**TEXT BLOCK**
——————————

Before you get too excited, this is not a blog about sexy lingerie from Frederick’s of Hollywood.

When I was a kid I became an avid music fan. It’s probably why I decided to pursue a career as a composer/arranger then a music teacher, until I figured out how much it didn’t pay. Then I decided to become a writer, which doesn’t pay much better. That didn’t stop my lifelong interest in collecting classic vinyl. Today I have a collection of stuff that has never seen the light of CD or MP3. Jazz, soundtracks, easy listening, big bands, classical – you name it and I’ve probably got it in one form or another.

Recently I added a new turntable to my entertainment system. Then I began sorting through my collection, playing records (yes, records – remember those?) that I hadn’t listened to in years. Perhaps it was because I had finally gifted myself with a decent turntable, but damn – they sounded better than I remembered! Count Basie. Duke Ellington. Ella Fitzgerald. Nat Cole. Sinatra. The original soundtrack album from “Goldfinger.” Beethoven’s nine symphonies. All in glorious mono and stereo.

——————————

**DATA SECTION**
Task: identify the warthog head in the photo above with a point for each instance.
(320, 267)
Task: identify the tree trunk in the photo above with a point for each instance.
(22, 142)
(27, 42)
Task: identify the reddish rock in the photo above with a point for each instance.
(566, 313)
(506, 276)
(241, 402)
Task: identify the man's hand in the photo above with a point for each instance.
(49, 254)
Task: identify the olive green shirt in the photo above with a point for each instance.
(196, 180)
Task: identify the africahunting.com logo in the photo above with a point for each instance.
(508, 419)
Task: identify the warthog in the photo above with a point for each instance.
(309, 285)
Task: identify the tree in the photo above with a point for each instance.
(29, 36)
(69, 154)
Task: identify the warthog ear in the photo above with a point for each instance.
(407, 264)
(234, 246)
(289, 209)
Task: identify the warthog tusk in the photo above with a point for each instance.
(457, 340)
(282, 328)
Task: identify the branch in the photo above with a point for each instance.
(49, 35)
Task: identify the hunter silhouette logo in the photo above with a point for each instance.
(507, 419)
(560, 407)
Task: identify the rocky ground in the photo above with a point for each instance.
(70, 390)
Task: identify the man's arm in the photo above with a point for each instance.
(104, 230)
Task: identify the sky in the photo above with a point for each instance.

——————————

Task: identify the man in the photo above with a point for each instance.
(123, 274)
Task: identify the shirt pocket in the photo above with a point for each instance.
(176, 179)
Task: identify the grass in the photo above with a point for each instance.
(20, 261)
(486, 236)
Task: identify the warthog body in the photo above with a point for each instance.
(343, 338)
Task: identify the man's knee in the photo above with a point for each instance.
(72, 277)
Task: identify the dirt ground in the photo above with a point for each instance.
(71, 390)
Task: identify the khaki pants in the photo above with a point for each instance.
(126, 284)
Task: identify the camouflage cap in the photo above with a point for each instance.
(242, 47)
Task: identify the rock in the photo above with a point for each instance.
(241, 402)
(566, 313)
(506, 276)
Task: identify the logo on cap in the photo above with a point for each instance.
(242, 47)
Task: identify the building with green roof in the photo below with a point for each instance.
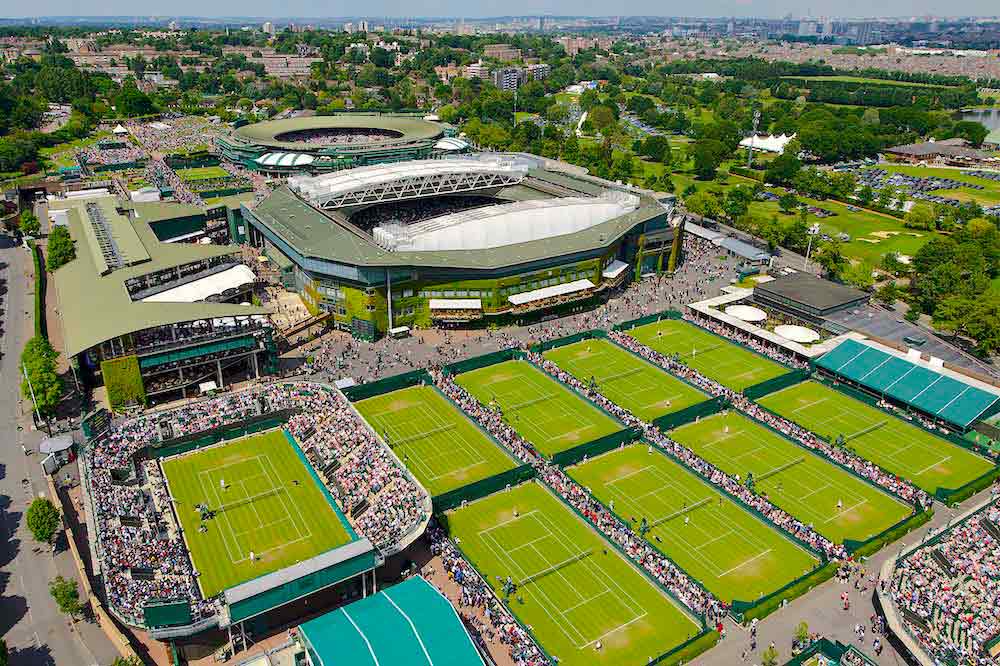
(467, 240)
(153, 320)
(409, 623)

——————————

**PROBLEM A**
In the text about collecting vinyl records, what new piece of equipment did the writer recently add to the entertainment system?
**PROBLEM B**
Pick up the text about collecting vinyl records after its last sentence and keep writing.

**ANSWER A**
A new turntable.

**ANSWER B**
While I listened to them, the memories came back - late nights in college spent listening to Dave Brubeck and Earth, Wind and Fire (with and without Lambrusco or weed). Make-out sessions accompanied by Barry White or Lou Rawls. The thrill of discovering a rare jazz or Sinatra album at a record collector’s convention. Listening once again to a classic Bob Newhart or George Carlin comedy routine recorded live in front of an enthusiastic audience.

Music and romance have always walked hand in hand. Would “Casablanca” have been the same without “As Time Goes By” on the soundtrack? How about the comedy “Sabrina,” where “Isn’t it Romantic?” could be heard every time Audrey Hepburn was about to be kissed by William Holden? And who can forget “10,” when Bo Derek seduced Dudley Moore by claiming that she really got turned on doing it to Ravel’s “Bolero”? I’ll admit that one had me scratching my head, but it was funny.

I remember Saturday nights when I was growing up, our folks would hustle me and my brother off to bed early with the excuse that it was past our bedtime. After the lights were turned off I’d hear music emanating from the living room. Being a curious kid I peeked around the corner. There they were, dancing to the tunes of Tommy Dorsey or Glenn Miller from the record player. Mom’s head would be resting on dad’s shoulder, her eyes closed while his arms enfolded her.

Man, if that wasn’t true love I’d never see anything like it. Memories are made of this.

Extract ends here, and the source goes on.